**PASSAGE GIVEN:**
'''

Yeah, I guess not a lot of people keep that kind of stuff around. I routinely use them in draining the caps on tubes amps before I work on them. There's 450-700 volts on those so it gets pretty important to drain them!


----------



## HMF (Apr 3, 2011)

Marinusdees left this reply as a report rather than a reply, must have hit the wrong button. Anyway, here is his take on it:

"The problem is almost certainly the centrifugal start switxh. You must take off the end bells of the moto to see this. It is a mechanical switch which is prone to stick or the contacts get pitted or dirty. It can be adjusted/repaired. If it really is..."


----------



## Tony Wells (Apr 3, 2011)

Well, actually, I do keep resistors such as that on hand, among other things. I work on ancient electronics as a hobby. And yes, I do discharge any electrolytic cap I think I will be reusing. They aren't really made for a high current discharge like they get with a screwdriver. I'm sure they will tolerate a bit of it, but who knows how many times it has been done prior to my working on the device? Or if it is old and just has one more spark in it....POP!, there it goes.Now I _have_ to replace it.


----------



## Starlight Tools (Apr 3, 2011)

Here is my reply to marinusdees on this report to moderator.

"The problem is almost certainly the centrifugal start switxh. You must take off the end bells of the moto to see this. It is a mechanical switch which is prone to stick or the contacts get pitted or dirty. It can be adjusted/repaired. If it really is"


Marinusdees 

this is basicly what my reply was as well. As a Grizzly motor, chances are the end bells do not bneed to be removed, but all depends on the motor in question. Sometimes the switch is internal, often on import motors it is external, mounted under the fan.

Thanks for your comments.

Walter


----------



## Model Maker (Apr 6, 2011)

THE LATHE IS FIXED


----------



## Highpower (Apr 7, 2011)

[quote author=Model Maker link=topic=1481.msg9224#msg9224 date=1302145932]
 I am getting closer to finishing everything thats on my "fix it list".

Model Maker
[/quote]Welcome to the club neighbor.   

Seem like every time I cross one off the list, two more get added on. Congrat's on the successful repair. Feels good, yes?


----------

'''

From the lathe-motor forum thread above, lift out the passage that runs from "THE LATHE IS" up to and including "the club neighbor.", word for word.

**DATASET SECTION:**
'''

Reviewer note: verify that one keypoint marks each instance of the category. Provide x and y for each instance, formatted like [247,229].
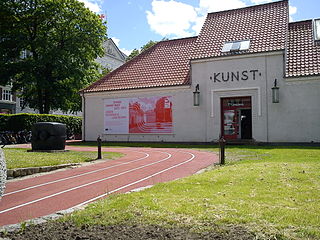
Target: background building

'''

**REPLY:**
THE LATHE IS FIXED


----------



## Highpower (Apr 7, 2011)

[quote author=Model Maker link=topic=1481.msg9224#msg9224 date=1302145932]
 I am getting closer to finishing everything thats on my "fix it list".

Model Maker
[/quote]Welcome to the club neighbor.